→ **DOCUMENT**:
THE HEADLESS SAINTS by Myronn Hardy

Review by Casey Thayer

THE HEADLESS SAINTS
by Myronn Hardy

New Issues Poetry & Prose
The College of Arts and Sciences
Western Michigan University
ISBN 978-1-930974-76-0
85 pp., $14.00
www.wmich.edu/~newissue/

In his second collection, The Headless Saints, Myronn Hardy, winner of the PEN/Oakland Josephine Miles Award, continues to develop and expand upon the aesthetic established in his first collection, Approaching the Center (New Issues 2001). His distinctive aesthetic is comprised of clarity and concreteness in image, attention to the harmony and dissonance of sound and wordplay, a focus on social issues, and the impressionistic hesitancy to directly interpret the content or subject of the poem.

Swimming against an American poetic history that praises the long, bloated, self-righteous manifesto (think “Song of Myself” or “Howl”), Hardy crafts lyric, minimalistic poems that recall Dickinson in their clear-eyed, concrete natural imagism. But instead of adhering to Dickinson’s strict rhyme scheme and meter, he prefers a more muted lyricism, a rhythm only loosely based on iambs and a Kay Ryan-esque ear for echoes of sound and slant rhyme or, as Junot Diaz has noted, an ear for language similar to early Cornelius Eady. Consider the web of assonance in the second and final stanza of the collection’s opening poem, “Dive”:

Jump into the sea swim until it
gets deep. Dive for chests of silver the lost
luck of pirates bankrupt empires.
What you find may feed this town forever.

This short excerpt witnesses to the musicality Hardy will draw on throughout the collection. In addition to the alliteration scattered throughout, he gives us the echoes of slant rhyme in the long ‘e’ of “sea,” “deep,” and “feed” and the long ‘i’ in the first syllable of “pirates” and the second of “empires.” Also, notice the iambic swing of the poem’s final line: “What you find may feed this town forever.”

Later in the collection, Hardy again uses the long ‘i’ assonance in “The Chaos of Slaughter”: “Monkfish have violent heads. / Their mouths are asylums where / no one is quiet.” In “Esperança,” the book’s closer, he uses the long ‘o’ vowel to reinforce the tragedy of the poem’s content, to physically force the reader to lament the scene with a wailing, elegiac “O” even while suggesting we turn our heads:

These muddy roads even after heat
are copper mines unearthed. Don’t
pay any attention to shoes sinking
I will save you wash soles until
all is forgotten. Where the grass is
flat the long path through the brush
constantly growing changing
leaves to orange flex. Life is
over nothing can stop such
precision.

→ **MATERIAL SUPPLIED**:

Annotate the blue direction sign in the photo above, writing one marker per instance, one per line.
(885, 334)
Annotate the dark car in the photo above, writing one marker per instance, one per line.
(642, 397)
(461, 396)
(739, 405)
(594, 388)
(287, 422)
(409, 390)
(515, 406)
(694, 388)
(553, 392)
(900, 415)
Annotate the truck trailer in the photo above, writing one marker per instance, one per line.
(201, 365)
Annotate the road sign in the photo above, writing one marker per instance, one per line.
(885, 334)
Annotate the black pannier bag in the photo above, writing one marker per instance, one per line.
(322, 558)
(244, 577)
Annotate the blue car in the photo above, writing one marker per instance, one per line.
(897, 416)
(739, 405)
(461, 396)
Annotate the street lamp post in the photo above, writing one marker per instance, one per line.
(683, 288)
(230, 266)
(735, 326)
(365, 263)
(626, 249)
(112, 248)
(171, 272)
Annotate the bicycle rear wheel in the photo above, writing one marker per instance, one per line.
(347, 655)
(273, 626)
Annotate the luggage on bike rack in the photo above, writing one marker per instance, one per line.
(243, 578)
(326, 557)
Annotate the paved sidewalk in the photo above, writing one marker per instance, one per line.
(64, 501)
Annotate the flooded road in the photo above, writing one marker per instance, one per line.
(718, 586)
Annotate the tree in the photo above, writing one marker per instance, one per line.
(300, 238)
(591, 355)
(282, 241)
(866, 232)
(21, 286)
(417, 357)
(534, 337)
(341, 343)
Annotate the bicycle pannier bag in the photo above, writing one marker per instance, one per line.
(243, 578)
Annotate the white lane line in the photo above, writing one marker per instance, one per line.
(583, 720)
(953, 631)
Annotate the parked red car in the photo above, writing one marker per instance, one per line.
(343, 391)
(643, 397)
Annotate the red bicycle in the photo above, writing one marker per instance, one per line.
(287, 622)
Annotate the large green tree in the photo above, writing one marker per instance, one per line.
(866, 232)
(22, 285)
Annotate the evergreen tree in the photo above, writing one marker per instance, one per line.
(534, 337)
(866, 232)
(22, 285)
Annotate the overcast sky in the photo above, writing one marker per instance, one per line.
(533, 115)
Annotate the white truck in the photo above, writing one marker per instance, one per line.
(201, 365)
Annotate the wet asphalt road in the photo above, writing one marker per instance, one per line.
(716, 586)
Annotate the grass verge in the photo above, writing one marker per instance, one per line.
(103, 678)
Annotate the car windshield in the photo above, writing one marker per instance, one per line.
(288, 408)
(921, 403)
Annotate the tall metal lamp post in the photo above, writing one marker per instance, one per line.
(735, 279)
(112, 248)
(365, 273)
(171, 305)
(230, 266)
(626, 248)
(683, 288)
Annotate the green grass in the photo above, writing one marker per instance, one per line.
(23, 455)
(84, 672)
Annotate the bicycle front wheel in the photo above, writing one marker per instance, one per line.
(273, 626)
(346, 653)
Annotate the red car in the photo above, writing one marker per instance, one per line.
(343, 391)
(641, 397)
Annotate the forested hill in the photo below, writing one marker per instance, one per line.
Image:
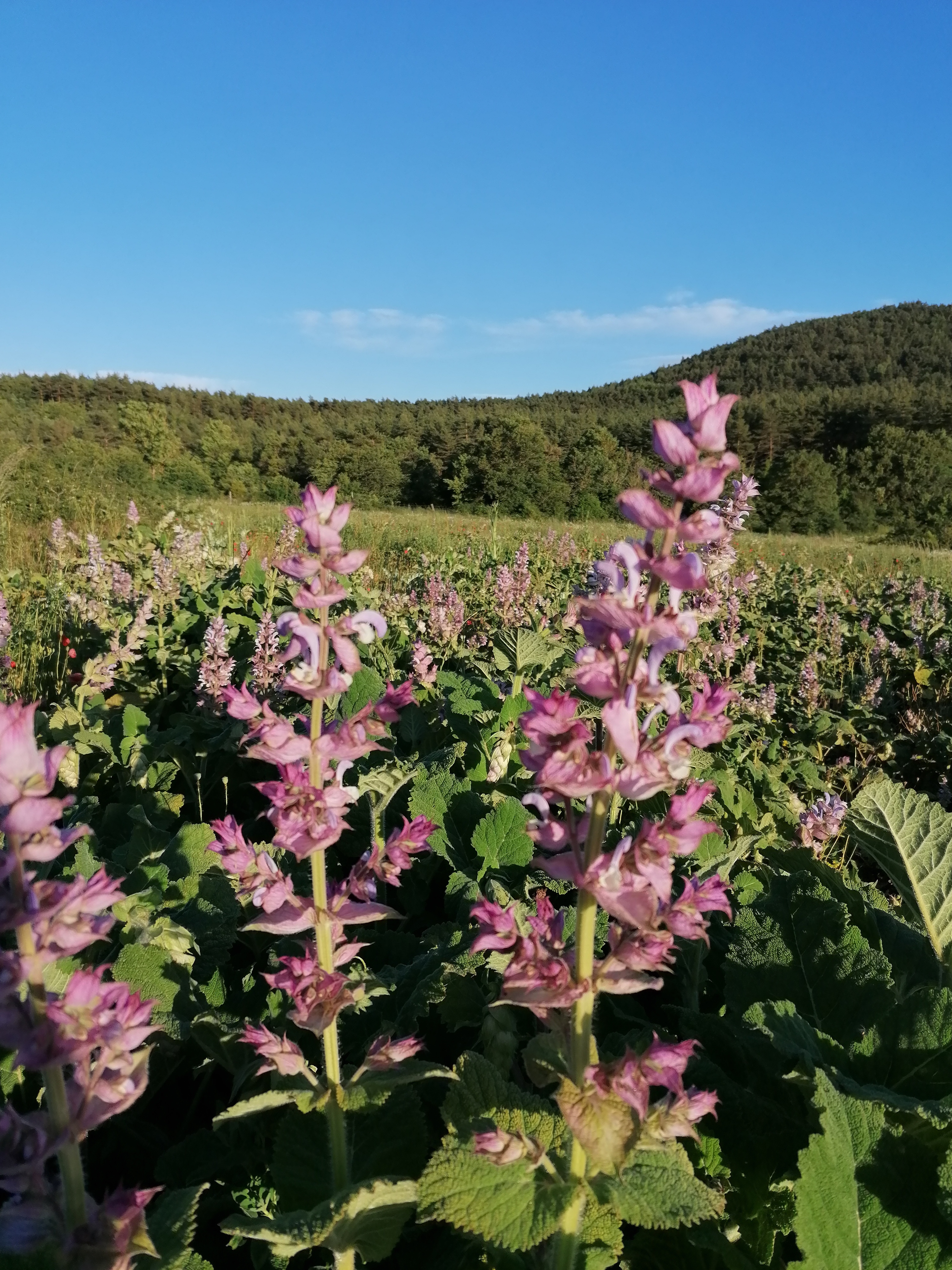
(830, 401)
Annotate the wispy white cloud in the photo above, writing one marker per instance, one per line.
(383, 331)
(393, 331)
(711, 319)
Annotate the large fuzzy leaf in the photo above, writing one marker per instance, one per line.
(911, 1050)
(484, 1094)
(173, 1226)
(868, 1197)
(795, 943)
(501, 838)
(659, 1191)
(392, 1141)
(513, 1206)
(911, 839)
(366, 1219)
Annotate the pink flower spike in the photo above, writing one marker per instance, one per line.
(348, 563)
(408, 841)
(498, 929)
(394, 700)
(34, 815)
(699, 397)
(502, 1147)
(117, 1235)
(672, 445)
(642, 509)
(25, 770)
(387, 1053)
(280, 1055)
(300, 567)
(684, 573)
(242, 704)
(704, 526)
(666, 1062)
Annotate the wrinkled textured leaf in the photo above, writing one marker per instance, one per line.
(798, 944)
(153, 972)
(172, 1226)
(484, 1094)
(868, 1196)
(602, 1123)
(501, 838)
(911, 839)
(366, 1219)
(658, 1189)
(911, 1050)
(260, 1103)
(390, 1141)
(793, 1036)
(513, 1206)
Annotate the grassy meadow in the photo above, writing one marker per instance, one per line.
(388, 534)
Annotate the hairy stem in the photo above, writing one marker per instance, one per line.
(337, 1127)
(567, 1244)
(74, 1187)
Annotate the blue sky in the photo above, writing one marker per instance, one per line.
(459, 199)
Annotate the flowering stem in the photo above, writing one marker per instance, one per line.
(326, 956)
(567, 1244)
(69, 1155)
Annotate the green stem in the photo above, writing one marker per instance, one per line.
(567, 1243)
(326, 952)
(69, 1155)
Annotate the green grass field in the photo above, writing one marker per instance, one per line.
(422, 530)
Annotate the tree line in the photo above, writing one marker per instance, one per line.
(847, 422)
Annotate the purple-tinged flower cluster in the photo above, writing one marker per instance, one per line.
(309, 799)
(423, 669)
(649, 737)
(266, 660)
(88, 1042)
(810, 685)
(512, 589)
(821, 822)
(662, 1066)
(216, 667)
(445, 612)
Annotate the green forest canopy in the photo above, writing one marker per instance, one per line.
(826, 418)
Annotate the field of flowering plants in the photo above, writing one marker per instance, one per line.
(510, 909)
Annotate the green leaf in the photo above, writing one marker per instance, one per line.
(513, 1206)
(366, 1219)
(602, 1238)
(793, 1036)
(797, 944)
(389, 1141)
(134, 722)
(451, 805)
(911, 1050)
(464, 1004)
(868, 1196)
(153, 972)
(484, 1094)
(911, 839)
(366, 686)
(525, 648)
(659, 1191)
(501, 838)
(602, 1123)
(513, 708)
(173, 1226)
(253, 1106)
(188, 855)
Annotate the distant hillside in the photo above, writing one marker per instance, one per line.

→ **INSTRUCTIONS**:
1. Which award does the review of The Headless Saints say Myronn Hardy has won?
2. Do these statements agree with the review of The Headless Saints? (a) Hardy's first collection was titled Approaching the Center. (b) Hardy keeps to Dickinson's strict rhyme scheme and meter. (c) "Esperança" opens the book.
3. Carry on the review of The Headless Saints from where it ends.

→ **SET OF ANSWERS**:
1. The PEN/Oakland Josephine Miles Award.

2.
(a) Yes: "his first collection, Approaching the Center (New Issues 2001)."
(b) No: "But instead of adhering to Dickinson’s strict rhyme scheme and meter, he prefers a more muted lyricism."
(c) No: "In “Esperança,” the book’s closer."

3.
This attention to language, or what Richard Hugo defined in Triggering Town as the ability to allow “truth to conform to music,” is sorely lacking in contemporary poetry. To watch a poet employ sound not only for its musicality but also for its potential in helping to create meaning is simply astounding and a testament to Hardy’s dedication to craft. A poem often is most cohesive and successful when the form mimics the content. In this collection, Hardy largely succeeds at doing this, at creating organically whole poems where the music aids in creating the poem’s intended meaning.

Like Dickinson’s hyphen, Hardy draws on his own grammatical trademark—the tab. Throughout the collection, he shows an aversion to punctuation, in nearly all cases, inserting white space to indicate commas. As with e.e. cummings’ grammatical experiments, Hardy’s use of the tab to indicate a comma-length pause could threaten to become overbearing, unnecessary, and a downright hindrance to the poem’s readability. Some readers may even find it gimmicky. However, the white space allotted by the tab gives the poems a sense of breathlessness and delicacy that counterpoint the fierce frustration of many of Hardy’s lines. This is conflict between the concreteness of the lines and the delicacy of the form is seen perhaps most clearly in the middle lines of the double-spaced poem “Garnets for Dando”:

Sleep has scratched your

back. Those stones have

no mercy but it is the gun

in your mouth that will

kill you.

Because of this spacing, the poem feels disjointed, shaky, somewhat delicate, a contrast to the hardness and severity of the images and the blunt tone of the speaker. These juxtapositions add another layer of tension, beyond surface content, and witness to Hardy’s honed craft, his purposeful flight from punctuation and traditional form.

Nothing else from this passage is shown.